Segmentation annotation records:
━━━━━━━━━━━━━━━━━━━━

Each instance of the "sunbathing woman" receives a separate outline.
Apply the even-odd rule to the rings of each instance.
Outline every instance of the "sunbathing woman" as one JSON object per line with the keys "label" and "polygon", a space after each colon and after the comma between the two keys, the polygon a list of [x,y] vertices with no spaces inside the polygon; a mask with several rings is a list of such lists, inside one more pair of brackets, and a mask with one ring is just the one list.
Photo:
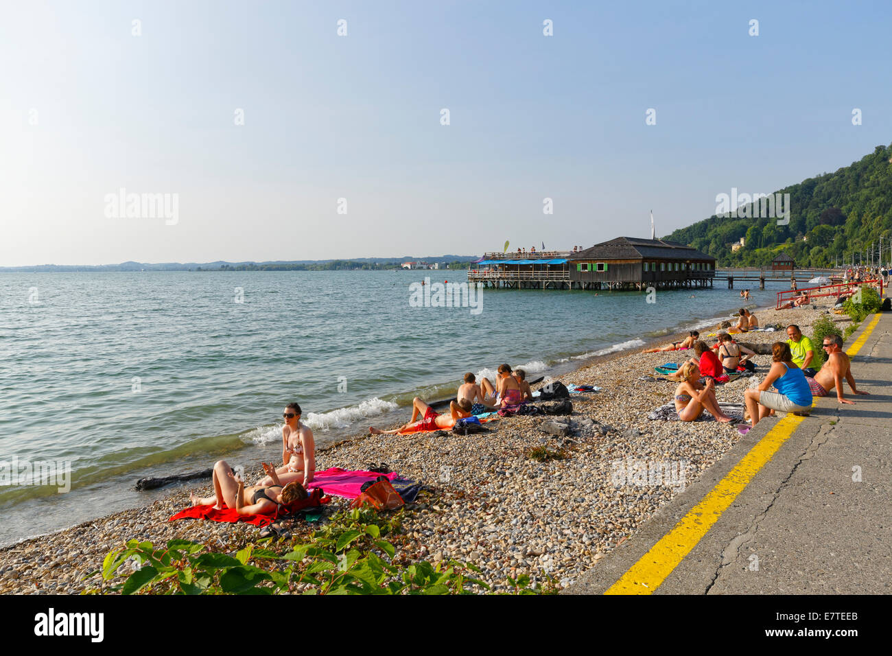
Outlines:
{"label": "sunbathing woman", "polygon": [[524,392],[520,388],[520,383],[511,375],[511,367],[508,364],[499,365],[499,400],[502,408],[524,403]]}
{"label": "sunbathing woman", "polygon": [[[288,403],[282,413],[282,466],[276,469],[279,479],[287,485],[292,481],[302,483],[306,487],[316,474],[316,443],[313,431],[301,423],[301,406]],[[259,486],[271,486],[268,476],[257,482]]]}
{"label": "sunbathing woman", "polygon": [[642,351],[642,353],[658,353],[663,351],[683,351],[684,349],[691,348],[694,345],[694,342],[700,338],[700,333],[697,330],[691,330],[688,333],[688,336],[685,337],[681,342],[673,342],[668,346],[663,346],[662,348],[649,348]]}
{"label": "sunbathing woman", "polygon": [[[772,368],[758,388],[743,393],[754,427],[775,410],[797,415],[807,415],[812,411],[812,390],[802,370],[793,362],[789,345],[772,344]],[[777,392],[769,391],[772,385]]]}
{"label": "sunbathing woman", "polygon": [[[437,428],[449,429],[455,426],[455,422],[465,417],[471,416],[471,402],[462,399],[458,403],[450,401],[449,403],[449,415],[440,414],[434,411],[431,406],[416,396],[412,399],[412,419],[399,428],[392,430],[381,430],[374,426],[368,428],[372,435],[393,435],[394,433],[406,434],[415,433],[419,430],[436,430]],[[419,419],[418,417],[424,419]]]}
{"label": "sunbathing woman", "polygon": [[693,362],[685,362],[681,370],[683,379],[675,388],[675,411],[681,421],[694,421],[704,410],[708,410],[722,423],[732,420],[715,400],[712,378],[706,378],[705,386],[700,385],[700,369]]}
{"label": "sunbathing woman", "polygon": [[[740,353],[745,353],[741,356]],[[756,352],[746,346],[741,346],[728,333],[719,333],[719,352],[718,358],[722,361],[722,367],[725,372],[737,373],[737,368],[747,361],[750,357],[756,355]]]}
{"label": "sunbathing woman", "polygon": [[273,485],[246,488],[241,477],[234,473],[226,461],[218,461],[214,463],[214,496],[202,499],[190,494],[189,500],[194,506],[213,503],[219,511],[226,504],[235,508],[239,515],[258,515],[273,511],[279,503],[287,504],[307,498],[306,489],[296,481],[283,486],[272,465],[264,462],[263,470],[272,478]]}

━━━━━━━━━━━━━━━━━━━━

# [TASK TO COMPLETE]
Locate each line above that contains the word "separate" and copy those lines out in full.

# [TASK ANSWER]
Each instance of the "sunbathing woman" receives a separate outline.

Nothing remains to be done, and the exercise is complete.